Soal Latihan: Salin persis bagian artikel tentang mata uang bermasalah, mulai dari "Sabtu, 28 September" dan berakhir di "Dukuhturi Kabupaten Tegal.".

Kutipan Sumber:
------------------------------

Sabtu, 28 September 2013

7 mata uang paling bermasalah

Informasi Halaman :
Author : Alip Hadi Mujiono, Staf Pengajar TIK di SMP NU 02 Dukuhturi Kabupaten Tegal.
Judul Artikel : 7 mata uang paling bermasalah
URL : http://kamisiapmembantumu.blogspot.com/2013/09/7-mata-uang-paling-bermasalah.html
Bila berniat mencopy-paste artikel ini, mohon sertakan link sumbernya. ...Selamat membaca.!

 

 

 




   7 Mata Uang Paling Bermasalah di Dunia, Salah Satunya Rupiah
 





Seperti dilansir dari Business Insider,
Senin (29/7/2013), nilai mata uang rendah membuat kepercayaan diri
penggunanya menghilang. Saat daya belinya berkurang, seringkali para
pengguna mata uang tersebut mencoba menekannya guna mendapatkan nilai
tukar asing yang stabil. Saat permintaan mata uang menguap, maka nilai
tukarnya terhadap asing pun melemah dan harga kebutuhan sehari-hari
melonjak.


Seiring berkembangnya proses ini, ekspektasi kemampuan
mata uang untuk mempertahankan daya belinya memburuk dan terjebak pada
pergerakan ekonomi yang salah. Pada kondisi ekstrem, pergerakan ekonomi
tersebut bisa berarti hiperinflasi dimana nilai inflasi berada di atas
50% per bulan. Kasus ini memang jarang terjadi, tapi hingga saat ini
sedikitnya terdapat 56 kasus hiperinflasi.

Mata uang yang pernah bermasalah dalam sejarah - Rupiah Indonesia

Krisis
 keuangan Asia pada akhir 1990-an melahirkan banyak mata uang
bermasalah. Rupiah Indonesia merupakan salah satu uang yang masuk ke
dalam lingkaran tersebut. Pada 14 Agustus 1997, setelah mata uang baht
dari Thailand mengalami kehancuran, nilai rupiah turun drastis. Hal
tersebut membuat Indonesia bergantung pada dana pinjaman Internasional
Monetary Fund (IMF).

Berbeda dengan prediksi IMF, nilai rupiah
tidak membaik. Nilainya justru melemah parah dari 2.700 per dolar
Amerika Serikat (AS) menjadi 16.000 pada waktu itu. Indonesia pun
terjebak dalam pusaran krisis Asia saat itu.

Pada akhir Januari
1998, Presiden Soeharto menyadari bantuan IMF yang tak berguna dan
menggunakan rencana kedua. Dalam agenda perubahan penanganan krisis
tersebut, rupiah menguat 28% terahadap dolar AS.

------------------------------

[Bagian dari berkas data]
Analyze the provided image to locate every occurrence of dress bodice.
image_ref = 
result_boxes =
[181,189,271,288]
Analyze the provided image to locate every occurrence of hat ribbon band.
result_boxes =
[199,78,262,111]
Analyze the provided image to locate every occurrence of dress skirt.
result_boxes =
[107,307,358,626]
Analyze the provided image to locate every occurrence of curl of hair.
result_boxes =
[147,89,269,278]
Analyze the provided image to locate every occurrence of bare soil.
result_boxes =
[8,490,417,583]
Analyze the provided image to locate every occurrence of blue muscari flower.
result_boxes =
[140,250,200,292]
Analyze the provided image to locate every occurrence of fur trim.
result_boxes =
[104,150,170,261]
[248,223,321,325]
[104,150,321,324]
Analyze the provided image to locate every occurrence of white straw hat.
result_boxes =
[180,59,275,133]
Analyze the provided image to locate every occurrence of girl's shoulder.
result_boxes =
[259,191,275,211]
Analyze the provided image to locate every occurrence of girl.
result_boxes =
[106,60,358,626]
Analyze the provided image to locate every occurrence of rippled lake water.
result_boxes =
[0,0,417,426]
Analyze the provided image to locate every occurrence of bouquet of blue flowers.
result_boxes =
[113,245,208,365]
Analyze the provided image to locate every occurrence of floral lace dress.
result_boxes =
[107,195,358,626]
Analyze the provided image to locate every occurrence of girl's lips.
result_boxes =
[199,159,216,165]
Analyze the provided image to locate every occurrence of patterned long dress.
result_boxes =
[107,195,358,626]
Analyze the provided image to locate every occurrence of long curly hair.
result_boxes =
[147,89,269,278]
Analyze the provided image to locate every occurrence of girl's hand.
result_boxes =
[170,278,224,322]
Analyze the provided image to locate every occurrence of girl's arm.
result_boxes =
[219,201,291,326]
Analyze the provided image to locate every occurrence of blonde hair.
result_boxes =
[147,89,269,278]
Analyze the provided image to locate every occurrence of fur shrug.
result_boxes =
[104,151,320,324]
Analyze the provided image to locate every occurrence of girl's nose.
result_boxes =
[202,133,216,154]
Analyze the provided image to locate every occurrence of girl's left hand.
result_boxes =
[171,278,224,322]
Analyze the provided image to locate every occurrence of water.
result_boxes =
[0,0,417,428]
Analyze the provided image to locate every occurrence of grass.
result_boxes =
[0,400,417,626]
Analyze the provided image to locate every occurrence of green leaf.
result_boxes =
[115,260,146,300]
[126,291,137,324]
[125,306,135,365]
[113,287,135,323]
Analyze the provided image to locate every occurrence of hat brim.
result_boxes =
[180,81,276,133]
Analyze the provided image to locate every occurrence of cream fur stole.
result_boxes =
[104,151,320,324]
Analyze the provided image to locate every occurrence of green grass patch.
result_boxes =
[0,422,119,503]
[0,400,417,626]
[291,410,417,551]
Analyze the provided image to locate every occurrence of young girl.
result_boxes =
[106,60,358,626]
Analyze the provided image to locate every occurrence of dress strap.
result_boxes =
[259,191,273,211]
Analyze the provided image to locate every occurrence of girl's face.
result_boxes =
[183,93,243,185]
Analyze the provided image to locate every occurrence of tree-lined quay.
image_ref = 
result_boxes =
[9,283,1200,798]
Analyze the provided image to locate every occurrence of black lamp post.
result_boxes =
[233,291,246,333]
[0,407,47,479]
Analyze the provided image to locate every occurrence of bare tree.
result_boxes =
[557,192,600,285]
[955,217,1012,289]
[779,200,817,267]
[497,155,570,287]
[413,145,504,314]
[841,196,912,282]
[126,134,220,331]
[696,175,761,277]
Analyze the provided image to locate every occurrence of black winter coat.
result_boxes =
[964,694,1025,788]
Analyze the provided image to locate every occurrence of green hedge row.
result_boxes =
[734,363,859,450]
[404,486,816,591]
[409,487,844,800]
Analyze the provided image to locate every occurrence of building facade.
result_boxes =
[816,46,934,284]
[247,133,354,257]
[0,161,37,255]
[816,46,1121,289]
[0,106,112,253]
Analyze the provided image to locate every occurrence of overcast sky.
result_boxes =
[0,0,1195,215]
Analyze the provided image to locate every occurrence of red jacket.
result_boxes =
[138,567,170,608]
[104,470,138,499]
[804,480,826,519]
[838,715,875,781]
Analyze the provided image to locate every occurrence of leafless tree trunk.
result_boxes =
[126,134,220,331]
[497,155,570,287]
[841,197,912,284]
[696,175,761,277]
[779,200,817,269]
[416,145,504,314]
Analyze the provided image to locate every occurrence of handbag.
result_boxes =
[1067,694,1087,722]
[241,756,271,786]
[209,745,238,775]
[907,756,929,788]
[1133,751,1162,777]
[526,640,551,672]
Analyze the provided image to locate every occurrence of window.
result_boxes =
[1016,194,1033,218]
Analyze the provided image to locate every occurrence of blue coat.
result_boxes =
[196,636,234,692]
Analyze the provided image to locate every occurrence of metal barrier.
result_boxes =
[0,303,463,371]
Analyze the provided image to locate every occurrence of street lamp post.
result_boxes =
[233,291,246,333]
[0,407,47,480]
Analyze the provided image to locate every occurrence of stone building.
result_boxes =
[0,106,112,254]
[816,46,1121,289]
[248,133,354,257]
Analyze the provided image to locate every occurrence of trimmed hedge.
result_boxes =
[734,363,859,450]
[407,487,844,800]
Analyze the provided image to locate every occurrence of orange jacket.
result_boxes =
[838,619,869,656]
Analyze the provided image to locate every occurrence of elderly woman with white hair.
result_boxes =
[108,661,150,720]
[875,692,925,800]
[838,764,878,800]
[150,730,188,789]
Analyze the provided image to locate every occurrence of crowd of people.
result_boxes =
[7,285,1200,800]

------------------------------

Hasil Latihan:
Sabtu, 28 September 2013

7 mata uang paling bermasalah

Informasi Halaman :
Author : Alip Hadi Mujiono, Staf Pengajar TIK di SMP NU 02 Dukuhturi Kabupaten Tegal.